+++ Extracted entries

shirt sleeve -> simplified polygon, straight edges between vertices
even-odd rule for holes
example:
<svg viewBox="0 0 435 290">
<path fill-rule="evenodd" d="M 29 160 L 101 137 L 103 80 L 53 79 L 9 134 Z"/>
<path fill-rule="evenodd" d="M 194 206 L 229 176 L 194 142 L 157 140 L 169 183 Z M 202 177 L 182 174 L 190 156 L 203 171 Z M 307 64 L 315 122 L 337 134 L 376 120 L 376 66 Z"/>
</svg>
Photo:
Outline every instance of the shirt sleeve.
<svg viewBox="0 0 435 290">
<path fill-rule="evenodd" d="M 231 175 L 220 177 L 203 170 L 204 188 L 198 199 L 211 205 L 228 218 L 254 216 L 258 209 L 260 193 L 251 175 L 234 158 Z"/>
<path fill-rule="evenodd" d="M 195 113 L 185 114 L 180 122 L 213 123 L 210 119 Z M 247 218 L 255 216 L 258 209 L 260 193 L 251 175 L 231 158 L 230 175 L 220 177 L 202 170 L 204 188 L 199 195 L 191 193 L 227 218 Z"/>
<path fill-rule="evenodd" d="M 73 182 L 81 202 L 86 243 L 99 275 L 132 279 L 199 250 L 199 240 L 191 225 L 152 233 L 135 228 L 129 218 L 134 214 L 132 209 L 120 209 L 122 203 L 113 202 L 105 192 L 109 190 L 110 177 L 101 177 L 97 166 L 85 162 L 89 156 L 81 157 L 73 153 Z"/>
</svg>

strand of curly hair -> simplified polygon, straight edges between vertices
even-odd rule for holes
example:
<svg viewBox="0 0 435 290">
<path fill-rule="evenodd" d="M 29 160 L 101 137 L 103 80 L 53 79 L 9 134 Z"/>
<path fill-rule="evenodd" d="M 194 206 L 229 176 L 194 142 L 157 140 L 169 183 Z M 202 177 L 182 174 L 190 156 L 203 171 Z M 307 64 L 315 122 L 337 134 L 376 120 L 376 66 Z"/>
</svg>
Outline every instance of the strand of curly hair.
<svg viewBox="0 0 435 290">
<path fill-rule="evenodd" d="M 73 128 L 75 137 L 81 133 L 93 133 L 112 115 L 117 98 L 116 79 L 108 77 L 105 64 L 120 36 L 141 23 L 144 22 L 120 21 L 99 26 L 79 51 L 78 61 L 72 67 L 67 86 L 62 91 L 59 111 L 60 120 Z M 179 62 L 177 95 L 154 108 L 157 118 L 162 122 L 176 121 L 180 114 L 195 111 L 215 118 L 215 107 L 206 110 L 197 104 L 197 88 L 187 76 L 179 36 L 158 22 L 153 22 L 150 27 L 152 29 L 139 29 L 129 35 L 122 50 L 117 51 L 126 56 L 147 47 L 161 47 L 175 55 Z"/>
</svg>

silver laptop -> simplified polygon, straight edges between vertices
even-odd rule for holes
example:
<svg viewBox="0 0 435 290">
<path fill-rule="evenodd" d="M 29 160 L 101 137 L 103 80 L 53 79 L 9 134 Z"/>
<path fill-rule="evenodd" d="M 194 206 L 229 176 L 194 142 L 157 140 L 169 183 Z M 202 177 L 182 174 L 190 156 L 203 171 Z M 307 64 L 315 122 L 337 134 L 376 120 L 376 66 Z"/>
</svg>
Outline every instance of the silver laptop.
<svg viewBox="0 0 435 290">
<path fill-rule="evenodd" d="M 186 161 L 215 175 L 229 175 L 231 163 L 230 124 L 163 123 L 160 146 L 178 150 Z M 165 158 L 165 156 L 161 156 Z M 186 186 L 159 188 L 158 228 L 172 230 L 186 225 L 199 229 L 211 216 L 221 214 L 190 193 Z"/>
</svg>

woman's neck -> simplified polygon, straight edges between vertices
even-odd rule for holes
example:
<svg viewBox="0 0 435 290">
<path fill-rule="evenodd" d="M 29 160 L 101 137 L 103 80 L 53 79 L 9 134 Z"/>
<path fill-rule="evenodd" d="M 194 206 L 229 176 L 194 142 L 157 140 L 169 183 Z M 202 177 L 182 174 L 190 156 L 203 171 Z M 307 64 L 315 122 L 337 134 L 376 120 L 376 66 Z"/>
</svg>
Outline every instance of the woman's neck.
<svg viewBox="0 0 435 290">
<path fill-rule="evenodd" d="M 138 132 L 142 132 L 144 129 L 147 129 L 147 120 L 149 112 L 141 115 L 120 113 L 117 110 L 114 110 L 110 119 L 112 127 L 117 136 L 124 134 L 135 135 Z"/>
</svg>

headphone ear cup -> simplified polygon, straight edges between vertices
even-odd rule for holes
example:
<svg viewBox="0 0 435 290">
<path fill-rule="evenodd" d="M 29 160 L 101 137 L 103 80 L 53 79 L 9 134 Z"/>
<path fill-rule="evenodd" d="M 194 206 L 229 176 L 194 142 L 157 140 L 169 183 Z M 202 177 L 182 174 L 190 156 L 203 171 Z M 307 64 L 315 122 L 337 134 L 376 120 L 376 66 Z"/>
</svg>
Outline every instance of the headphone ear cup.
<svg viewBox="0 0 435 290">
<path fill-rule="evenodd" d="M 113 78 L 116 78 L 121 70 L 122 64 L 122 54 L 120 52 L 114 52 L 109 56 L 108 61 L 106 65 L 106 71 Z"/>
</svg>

++++++

→ **Written request**: Lay out every line of the entries above as a Markdown table with the columns No. and Line, numbering the rows in order and skipping blank lines.

→ **Solution to this exercise**:
| No. | Line |
|---|---|
| 1 | shirt sleeve -> simplified polygon, straight edges between vertices |
| 2 | even-odd rule for holes |
| 3 | example: |
| 4 | <svg viewBox="0 0 435 290"> |
| 5 | <path fill-rule="evenodd" d="M 29 160 L 101 137 L 103 80 L 53 79 L 9 134 Z"/> |
| 6 | <path fill-rule="evenodd" d="M 194 206 L 229 176 L 194 142 L 157 140 L 169 183 Z M 202 177 L 182 174 L 190 156 L 203 171 Z M 307 64 L 315 122 L 337 134 L 376 120 L 376 66 Z"/> |
| 7 | </svg> |
| 8 | Photo: |
| 9 | Outline every instance of the shirt sleeve. |
| 10 | <svg viewBox="0 0 435 290"> |
| 11 | <path fill-rule="evenodd" d="M 231 175 L 220 177 L 203 170 L 204 188 L 198 199 L 211 205 L 228 218 L 254 216 L 258 209 L 260 193 L 251 175 L 234 158 Z"/> |
| 12 | <path fill-rule="evenodd" d="M 195 113 L 185 114 L 180 122 L 213 123 L 210 119 Z M 247 218 L 255 216 L 258 209 L 260 193 L 251 175 L 231 158 L 230 175 L 220 177 L 202 170 L 204 188 L 199 195 L 191 193 L 227 218 Z"/> |
| 13 | <path fill-rule="evenodd" d="M 73 182 L 81 202 L 86 243 L 99 275 L 132 279 L 199 250 L 199 240 L 191 225 L 152 233 L 135 228 L 129 218 L 134 214 L 132 209 L 120 209 L 122 203 L 113 202 L 105 192 L 109 190 L 110 177 L 101 177 L 97 166 L 85 162 L 89 156 L 81 157 L 73 153 Z"/> |
| 14 | </svg> |
| 15 | strand of curly hair -> simplified polygon, straight edges between vertices |
| 16 | even-odd rule for holes |
| 17 | example: |
| 18 | <svg viewBox="0 0 435 290"> |
| 19 | <path fill-rule="evenodd" d="M 29 160 L 101 137 L 103 80 L 53 79 L 9 134 Z"/> |
| 20 | <path fill-rule="evenodd" d="M 194 206 L 229 176 L 194 142 L 157 140 L 169 183 Z M 202 177 L 182 174 L 190 156 L 203 171 Z M 307 64 L 315 122 L 337 134 L 376 120 L 376 66 Z"/> |
| 21 | </svg> |
| 22 | Outline every instance of the strand of curly hair. |
| 23 | <svg viewBox="0 0 435 290"> |
| 24 | <path fill-rule="evenodd" d="M 73 128 L 75 137 L 81 133 L 93 133 L 112 115 L 117 98 L 116 79 L 108 77 L 105 64 L 120 36 L 141 23 L 144 22 L 120 21 L 99 26 L 79 51 L 78 61 L 72 67 L 67 86 L 62 91 L 59 111 L 60 120 Z M 179 62 L 177 95 L 154 108 L 157 118 L 162 122 L 176 121 L 180 114 L 195 111 L 215 118 L 215 107 L 206 110 L 197 104 L 197 88 L 187 76 L 179 36 L 158 22 L 153 22 L 150 27 L 152 29 L 139 29 L 129 35 L 122 50 L 117 51 L 126 56 L 147 47 L 161 47 L 175 55 Z"/> |
| 25 | </svg> |
| 26 | silver laptop -> simplified polygon, straight edges between vertices |
| 27 | even-odd rule for holes |
| 28 | example: |
| 29 | <svg viewBox="0 0 435 290"> |
| 30 | <path fill-rule="evenodd" d="M 29 160 L 101 137 L 103 80 L 53 79 L 9 134 Z"/> |
| 31 | <path fill-rule="evenodd" d="M 194 206 L 229 176 L 194 142 L 157 140 L 169 183 Z M 202 177 L 182 174 L 190 156 L 203 171 Z M 307 64 L 315 122 L 337 134 L 376 120 L 376 66 Z"/> |
| 32 | </svg> |
| 33 | Outline every instance of the silver laptop. |
| 34 | <svg viewBox="0 0 435 290"> |
| 35 | <path fill-rule="evenodd" d="M 186 161 L 215 175 L 229 175 L 231 163 L 230 124 L 163 123 L 160 146 L 178 150 Z M 165 158 L 165 156 L 161 156 Z M 186 186 L 159 188 L 158 228 L 172 230 L 186 225 L 199 229 L 211 216 L 221 214 L 190 193 Z"/> |
| 36 | </svg> |
| 37 | woman's neck -> simplified polygon, straight edges between vertices |
| 38 | even-odd rule for holes |
| 39 | example: |
| 40 | <svg viewBox="0 0 435 290"> |
| 41 | <path fill-rule="evenodd" d="M 29 160 L 101 137 L 103 80 L 53 79 L 9 134 Z"/> |
| 42 | <path fill-rule="evenodd" d="M 194 206 L 229 176 L 194 142 L 157 140 L 169 183 Z M 202 177 L 182 174 L 190 156 L 203 171 Z M 307 64 L 315 122 L 337 134 L 376 120 L 376 66 Z"/> |
| 43 | </svg> |
| 44 | Outline every instance of the woman's neck. |
| 45 | <svg viewBox="0 0 435 290"> |
| 46 | <path fill-rule="evenodd" d="M 138 132 L 142 132 L 144 129 L 147 129 L 147 120 L 149 112 L 141 115 L 120 113 L 117 110 L 114 110 L 110 119 L 112 127 L 117 136 L 124 134 L 135 135 Z"/> |
| 47 | </svg> |
| 48 | headphone ear cup -> simplified polygon, straight edges between vertices |
| 49 | even-odd rule for holes |
| 50 | example: |
| 51 | <svg viewBox="0 0 435 290"> |
| 52 | <path fill-rule="evenodd" d="M 29 160 L 101 137 L 103 80 L 53 79 L 9 134 Z"/> |
| 53 | <path fill-rule="evenodd" d="M 194 206 L 229 176 L 194 142 L 157 140 L 169 183 Z M 202 177 L 182 174 L 190 156 L 203 171 Z M 307 64 L 315 122 L 337 134 L 376 120 L 376 66 Z"/> |
| 54 | </svg> |
| 55 | Outline every instance of the headphone ear cup. |
| 56 | <svg viewBox="0 0 435 290"> |
| 57 | <path fill-rule="evenodd" d="M 113 78 L 116 78 L 121 70 L 122 64 L 122 54 L 120 52 L 114 52 L 109 56 L 108 61 L 106 65 L 106 71 Z"/> |
| 58 | </svg> |